- **PROBLEM TO SOLVE**
Return unchanged the lines of the listing from the line with "Trace the outline of every instance of the **eye**." up to and including the final line of the listing.

- **RECORD EXTRACTS**

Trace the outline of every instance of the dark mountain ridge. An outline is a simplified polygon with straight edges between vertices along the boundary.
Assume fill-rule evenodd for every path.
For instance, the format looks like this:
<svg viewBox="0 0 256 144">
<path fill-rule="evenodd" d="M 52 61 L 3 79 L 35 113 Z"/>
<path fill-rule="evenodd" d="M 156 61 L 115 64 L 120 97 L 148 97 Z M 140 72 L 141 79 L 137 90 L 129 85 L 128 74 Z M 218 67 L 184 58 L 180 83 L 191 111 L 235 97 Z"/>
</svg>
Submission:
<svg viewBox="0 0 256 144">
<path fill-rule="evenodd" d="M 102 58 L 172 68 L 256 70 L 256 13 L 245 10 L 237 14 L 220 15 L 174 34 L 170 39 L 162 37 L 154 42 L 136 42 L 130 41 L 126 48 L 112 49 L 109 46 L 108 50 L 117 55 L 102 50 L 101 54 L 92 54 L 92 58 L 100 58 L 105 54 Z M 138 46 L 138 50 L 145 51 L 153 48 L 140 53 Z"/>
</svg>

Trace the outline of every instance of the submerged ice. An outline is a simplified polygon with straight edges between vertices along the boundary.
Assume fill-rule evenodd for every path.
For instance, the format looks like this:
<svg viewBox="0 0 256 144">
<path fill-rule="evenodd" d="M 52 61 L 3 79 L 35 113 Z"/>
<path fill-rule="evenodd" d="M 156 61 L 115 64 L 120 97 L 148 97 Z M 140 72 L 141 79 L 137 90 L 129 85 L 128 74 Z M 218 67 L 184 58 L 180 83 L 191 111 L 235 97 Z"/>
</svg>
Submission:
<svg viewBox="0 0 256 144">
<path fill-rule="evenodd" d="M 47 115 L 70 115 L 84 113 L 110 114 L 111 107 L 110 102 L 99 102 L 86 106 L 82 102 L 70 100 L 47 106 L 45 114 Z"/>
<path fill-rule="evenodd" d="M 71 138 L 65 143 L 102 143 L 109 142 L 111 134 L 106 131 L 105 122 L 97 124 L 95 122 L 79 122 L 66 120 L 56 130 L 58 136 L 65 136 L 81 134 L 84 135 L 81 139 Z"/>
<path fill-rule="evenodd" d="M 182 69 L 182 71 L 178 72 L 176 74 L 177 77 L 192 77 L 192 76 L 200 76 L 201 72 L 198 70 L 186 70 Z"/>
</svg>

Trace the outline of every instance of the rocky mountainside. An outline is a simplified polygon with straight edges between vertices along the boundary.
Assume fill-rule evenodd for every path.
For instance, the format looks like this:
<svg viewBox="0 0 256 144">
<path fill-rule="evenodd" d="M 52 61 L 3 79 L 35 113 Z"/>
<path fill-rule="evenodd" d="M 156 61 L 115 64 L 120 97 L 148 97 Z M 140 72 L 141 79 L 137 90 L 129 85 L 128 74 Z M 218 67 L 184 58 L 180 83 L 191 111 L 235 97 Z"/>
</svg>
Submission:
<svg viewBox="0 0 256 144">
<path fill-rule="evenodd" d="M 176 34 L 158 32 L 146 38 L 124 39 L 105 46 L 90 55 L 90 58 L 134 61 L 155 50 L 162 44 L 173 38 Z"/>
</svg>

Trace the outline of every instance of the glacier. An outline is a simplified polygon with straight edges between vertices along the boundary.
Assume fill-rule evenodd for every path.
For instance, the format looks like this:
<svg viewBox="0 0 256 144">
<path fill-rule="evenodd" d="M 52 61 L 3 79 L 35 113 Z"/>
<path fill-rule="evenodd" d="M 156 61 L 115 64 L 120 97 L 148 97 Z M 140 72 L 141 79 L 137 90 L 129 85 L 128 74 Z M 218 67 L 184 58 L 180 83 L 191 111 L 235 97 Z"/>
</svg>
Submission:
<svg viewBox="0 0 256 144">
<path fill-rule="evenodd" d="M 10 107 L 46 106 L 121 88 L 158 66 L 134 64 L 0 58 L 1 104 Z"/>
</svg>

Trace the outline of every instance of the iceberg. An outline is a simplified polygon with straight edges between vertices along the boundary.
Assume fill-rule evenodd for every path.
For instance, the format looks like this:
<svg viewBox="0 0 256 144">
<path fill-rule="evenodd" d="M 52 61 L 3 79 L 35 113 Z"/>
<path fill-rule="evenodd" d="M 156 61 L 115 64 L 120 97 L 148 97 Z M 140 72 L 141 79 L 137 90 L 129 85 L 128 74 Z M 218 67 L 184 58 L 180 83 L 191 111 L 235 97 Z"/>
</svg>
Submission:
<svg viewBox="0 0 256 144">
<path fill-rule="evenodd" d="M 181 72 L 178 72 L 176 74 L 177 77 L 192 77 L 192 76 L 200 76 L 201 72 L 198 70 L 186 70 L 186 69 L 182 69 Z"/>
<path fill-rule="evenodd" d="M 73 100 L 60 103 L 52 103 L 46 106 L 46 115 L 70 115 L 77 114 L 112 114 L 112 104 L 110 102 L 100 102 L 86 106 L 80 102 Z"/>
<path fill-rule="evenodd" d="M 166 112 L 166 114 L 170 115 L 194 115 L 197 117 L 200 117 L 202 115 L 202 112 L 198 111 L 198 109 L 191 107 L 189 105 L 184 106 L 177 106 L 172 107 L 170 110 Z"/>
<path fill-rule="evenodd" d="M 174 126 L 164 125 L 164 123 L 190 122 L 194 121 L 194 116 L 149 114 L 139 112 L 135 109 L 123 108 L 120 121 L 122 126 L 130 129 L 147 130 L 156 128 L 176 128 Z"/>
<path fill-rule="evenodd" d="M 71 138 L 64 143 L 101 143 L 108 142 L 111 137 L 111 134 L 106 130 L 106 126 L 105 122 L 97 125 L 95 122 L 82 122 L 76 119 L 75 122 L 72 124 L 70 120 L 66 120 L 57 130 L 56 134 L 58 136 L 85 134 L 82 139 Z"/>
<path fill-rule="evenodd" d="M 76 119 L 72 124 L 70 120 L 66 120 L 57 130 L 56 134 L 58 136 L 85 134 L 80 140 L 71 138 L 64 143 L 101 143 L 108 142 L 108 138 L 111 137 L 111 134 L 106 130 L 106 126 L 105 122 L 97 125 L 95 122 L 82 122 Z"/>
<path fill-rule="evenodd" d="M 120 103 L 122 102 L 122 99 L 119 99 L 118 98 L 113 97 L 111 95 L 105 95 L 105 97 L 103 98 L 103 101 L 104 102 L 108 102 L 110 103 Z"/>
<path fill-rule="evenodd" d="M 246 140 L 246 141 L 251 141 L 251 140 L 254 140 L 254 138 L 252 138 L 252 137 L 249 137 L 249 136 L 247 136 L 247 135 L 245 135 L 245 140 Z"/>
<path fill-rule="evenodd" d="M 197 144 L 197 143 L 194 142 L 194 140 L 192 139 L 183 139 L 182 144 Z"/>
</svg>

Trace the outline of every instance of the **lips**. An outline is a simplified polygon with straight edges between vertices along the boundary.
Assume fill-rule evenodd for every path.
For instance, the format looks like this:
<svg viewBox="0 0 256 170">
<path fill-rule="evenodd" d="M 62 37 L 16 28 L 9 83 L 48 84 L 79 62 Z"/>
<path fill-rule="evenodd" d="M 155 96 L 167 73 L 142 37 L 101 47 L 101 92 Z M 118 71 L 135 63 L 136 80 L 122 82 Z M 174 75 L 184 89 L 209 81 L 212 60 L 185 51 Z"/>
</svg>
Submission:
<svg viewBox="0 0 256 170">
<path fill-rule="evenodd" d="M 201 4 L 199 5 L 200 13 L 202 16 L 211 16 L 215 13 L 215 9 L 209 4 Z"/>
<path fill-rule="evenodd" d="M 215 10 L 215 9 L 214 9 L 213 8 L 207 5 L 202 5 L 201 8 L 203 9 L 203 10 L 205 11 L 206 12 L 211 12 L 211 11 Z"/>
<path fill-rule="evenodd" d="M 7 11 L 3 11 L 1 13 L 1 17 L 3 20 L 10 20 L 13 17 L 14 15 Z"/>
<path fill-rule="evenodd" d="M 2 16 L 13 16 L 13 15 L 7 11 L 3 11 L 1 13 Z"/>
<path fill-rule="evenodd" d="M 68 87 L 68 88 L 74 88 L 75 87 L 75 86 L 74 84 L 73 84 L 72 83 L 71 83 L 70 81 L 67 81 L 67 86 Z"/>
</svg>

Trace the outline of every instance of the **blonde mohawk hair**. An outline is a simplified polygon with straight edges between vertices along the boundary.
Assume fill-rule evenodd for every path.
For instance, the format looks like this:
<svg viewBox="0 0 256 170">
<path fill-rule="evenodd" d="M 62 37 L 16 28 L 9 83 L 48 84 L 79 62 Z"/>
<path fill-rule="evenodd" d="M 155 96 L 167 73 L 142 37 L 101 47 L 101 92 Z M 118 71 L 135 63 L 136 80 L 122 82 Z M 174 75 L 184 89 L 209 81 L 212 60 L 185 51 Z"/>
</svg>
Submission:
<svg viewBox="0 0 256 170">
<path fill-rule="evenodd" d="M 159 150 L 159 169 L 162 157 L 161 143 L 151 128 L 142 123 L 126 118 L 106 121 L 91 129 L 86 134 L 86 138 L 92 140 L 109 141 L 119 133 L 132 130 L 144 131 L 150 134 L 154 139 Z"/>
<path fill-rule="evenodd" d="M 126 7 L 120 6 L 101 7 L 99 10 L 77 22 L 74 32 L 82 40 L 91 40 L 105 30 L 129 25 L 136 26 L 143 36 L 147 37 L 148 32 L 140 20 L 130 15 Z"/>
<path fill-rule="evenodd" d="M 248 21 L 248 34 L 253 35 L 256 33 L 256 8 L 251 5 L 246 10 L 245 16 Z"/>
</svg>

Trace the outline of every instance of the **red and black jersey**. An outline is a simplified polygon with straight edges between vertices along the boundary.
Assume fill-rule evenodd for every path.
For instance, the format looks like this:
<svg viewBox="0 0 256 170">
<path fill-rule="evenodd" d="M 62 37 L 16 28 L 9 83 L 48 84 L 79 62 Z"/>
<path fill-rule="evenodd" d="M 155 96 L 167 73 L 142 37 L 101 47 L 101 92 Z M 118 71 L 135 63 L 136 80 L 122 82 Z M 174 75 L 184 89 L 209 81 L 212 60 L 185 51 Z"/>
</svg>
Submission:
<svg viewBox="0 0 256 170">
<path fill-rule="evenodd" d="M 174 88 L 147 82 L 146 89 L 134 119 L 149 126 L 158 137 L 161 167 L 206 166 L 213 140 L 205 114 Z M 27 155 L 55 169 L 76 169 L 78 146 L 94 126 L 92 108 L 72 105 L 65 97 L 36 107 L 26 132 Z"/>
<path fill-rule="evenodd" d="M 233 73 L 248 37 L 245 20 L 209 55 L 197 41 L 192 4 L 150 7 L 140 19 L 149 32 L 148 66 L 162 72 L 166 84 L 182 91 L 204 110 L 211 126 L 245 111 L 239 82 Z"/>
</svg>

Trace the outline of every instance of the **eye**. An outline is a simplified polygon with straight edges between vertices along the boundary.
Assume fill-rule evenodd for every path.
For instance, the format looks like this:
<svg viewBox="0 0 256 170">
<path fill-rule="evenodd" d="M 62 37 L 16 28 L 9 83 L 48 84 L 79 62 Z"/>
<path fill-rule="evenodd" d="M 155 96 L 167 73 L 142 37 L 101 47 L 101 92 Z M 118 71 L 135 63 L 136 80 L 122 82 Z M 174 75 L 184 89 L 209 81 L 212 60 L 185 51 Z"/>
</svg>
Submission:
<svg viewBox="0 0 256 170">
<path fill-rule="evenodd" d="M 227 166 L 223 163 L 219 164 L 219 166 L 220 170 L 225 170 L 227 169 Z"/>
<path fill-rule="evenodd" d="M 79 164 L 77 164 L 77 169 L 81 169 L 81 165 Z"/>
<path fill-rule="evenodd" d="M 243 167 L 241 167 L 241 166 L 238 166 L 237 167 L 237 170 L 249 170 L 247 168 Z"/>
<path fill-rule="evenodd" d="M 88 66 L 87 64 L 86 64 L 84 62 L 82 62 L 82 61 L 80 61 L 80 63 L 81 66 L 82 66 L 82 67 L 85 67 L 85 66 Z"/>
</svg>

- **SOLUTION TO THIS PROBLEM**
Trace the outline of every instance of the **eye**. An outline is a simplified polygon with straight edges between vertices along the boundary.
Assume fill-rule evenodd for every path.
For instance, the format looks like this:
<svg viewBox="0 0 256 170">
<path fill-rule="evenodd" d="M 62 37 L 16 28 L 9 83 L 48 84 L 79 62 Z"/>
<path fill-rule="evenodd" d="M 155 96 L 167 73 L 142 37 L 101 47 L 101 92 Z M 118 71 L 135 63 L 136 80 L 122 82 Z M 174 75 L 184 89 L 209 81 L 212 60 L 185 51 Z"/>
</svg>
Submission:
<svg viewBox="0 0 256 170">
<path fill-rule="evenodd" d="M 227 166 L 223 163 L 219 164 L 219 166 L 220 170 L 225 170 L 227 169 Z"/>
<path fill-rule="evenodd" d="M 79 164 L 77 164 L 77 169 L 81 169 L 81 165 Z"/>
<path fill-rule="evenodd" d="M 243 167 L 241 167 L 241 166 L 238 166 L 237 167 L 237 170 L 249 170 L 247 168 Z"/>
<path fill-rule="evenodd" d="M 88 66 L 87 64 L 86 64 L 84 62 L 82 62 L 82 61 L 80 61 L 80 63 L 81 66 L 82 66 L 82 67 L 85 67 L 85 66 Z"/>
</svg>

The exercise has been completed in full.